■ WHAT YOU SHOULD DO ■
Read the records below and copy each line that contains "towel".

■ Data excerpts ■
^^^^

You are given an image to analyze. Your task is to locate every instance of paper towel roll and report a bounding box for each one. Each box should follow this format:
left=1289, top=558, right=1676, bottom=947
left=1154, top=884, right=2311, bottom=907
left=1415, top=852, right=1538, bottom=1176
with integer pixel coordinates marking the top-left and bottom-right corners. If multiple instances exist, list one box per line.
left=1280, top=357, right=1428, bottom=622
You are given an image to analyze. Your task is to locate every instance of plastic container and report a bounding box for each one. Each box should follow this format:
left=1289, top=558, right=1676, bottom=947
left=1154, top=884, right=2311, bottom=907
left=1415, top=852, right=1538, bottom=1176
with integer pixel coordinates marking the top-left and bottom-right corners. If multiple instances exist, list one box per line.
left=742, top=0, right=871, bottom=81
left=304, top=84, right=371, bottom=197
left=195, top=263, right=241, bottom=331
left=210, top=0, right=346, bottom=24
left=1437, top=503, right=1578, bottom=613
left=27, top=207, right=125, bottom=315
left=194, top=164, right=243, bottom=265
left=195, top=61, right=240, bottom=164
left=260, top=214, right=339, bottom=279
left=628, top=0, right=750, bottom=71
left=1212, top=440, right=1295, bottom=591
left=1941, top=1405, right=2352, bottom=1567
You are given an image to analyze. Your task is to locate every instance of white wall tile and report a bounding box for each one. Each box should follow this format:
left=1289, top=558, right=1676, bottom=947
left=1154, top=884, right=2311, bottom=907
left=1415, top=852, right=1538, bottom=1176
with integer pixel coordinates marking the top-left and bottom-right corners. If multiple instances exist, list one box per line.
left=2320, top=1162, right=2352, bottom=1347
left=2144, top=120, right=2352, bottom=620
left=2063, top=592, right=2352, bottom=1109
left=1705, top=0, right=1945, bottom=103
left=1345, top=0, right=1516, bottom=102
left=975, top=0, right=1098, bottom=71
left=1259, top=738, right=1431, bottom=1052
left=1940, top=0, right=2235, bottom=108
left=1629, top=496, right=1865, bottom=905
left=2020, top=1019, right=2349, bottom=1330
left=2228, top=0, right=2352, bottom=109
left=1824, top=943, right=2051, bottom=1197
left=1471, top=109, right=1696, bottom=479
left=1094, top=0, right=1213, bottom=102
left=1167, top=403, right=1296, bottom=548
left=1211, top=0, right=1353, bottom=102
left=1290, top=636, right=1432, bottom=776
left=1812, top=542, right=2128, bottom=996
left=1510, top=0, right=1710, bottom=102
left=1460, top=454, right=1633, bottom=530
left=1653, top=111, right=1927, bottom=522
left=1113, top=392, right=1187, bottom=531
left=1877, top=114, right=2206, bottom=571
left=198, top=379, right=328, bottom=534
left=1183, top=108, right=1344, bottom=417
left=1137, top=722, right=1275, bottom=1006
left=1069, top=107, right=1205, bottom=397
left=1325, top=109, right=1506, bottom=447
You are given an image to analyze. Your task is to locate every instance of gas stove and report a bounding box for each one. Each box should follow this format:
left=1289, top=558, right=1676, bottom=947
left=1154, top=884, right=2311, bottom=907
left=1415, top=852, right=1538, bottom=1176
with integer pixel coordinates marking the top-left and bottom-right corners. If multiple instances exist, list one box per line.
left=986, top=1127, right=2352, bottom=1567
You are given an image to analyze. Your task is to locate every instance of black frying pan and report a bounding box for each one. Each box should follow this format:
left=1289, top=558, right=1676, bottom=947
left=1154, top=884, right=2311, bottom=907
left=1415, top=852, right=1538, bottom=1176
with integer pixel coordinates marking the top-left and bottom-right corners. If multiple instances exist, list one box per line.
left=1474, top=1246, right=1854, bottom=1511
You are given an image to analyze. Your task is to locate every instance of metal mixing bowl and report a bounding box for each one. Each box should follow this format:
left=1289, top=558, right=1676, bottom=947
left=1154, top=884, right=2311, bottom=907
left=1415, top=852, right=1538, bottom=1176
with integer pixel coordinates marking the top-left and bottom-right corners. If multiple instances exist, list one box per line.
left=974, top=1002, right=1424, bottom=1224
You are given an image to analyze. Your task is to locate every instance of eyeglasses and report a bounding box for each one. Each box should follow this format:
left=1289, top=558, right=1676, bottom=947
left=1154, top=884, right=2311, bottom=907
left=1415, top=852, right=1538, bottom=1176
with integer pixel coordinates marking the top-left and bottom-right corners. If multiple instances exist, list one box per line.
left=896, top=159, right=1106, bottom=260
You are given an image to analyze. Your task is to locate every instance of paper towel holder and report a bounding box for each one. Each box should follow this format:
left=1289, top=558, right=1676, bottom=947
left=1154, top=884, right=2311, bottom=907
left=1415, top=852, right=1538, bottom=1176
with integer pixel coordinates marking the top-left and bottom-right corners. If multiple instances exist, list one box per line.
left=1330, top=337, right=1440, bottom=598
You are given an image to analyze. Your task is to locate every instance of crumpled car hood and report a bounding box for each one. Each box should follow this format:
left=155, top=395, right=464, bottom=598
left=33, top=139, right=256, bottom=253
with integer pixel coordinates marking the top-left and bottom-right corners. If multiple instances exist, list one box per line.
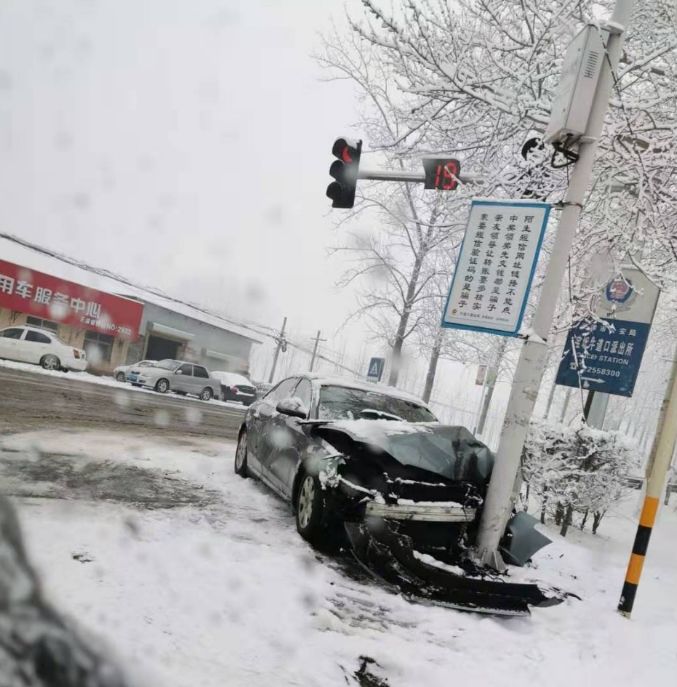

^^^^

■ OUTPUT FOR THIS EXERCISE ■
You are given an image to analyze. Your task is to locate every instance of paper towel roll and report a bounding box for each one. Each box should follow this format:
You are given an image to analyze. Your task is to locate every instance of paper towel holder and report a bounding box for each one. Each box should follow this format:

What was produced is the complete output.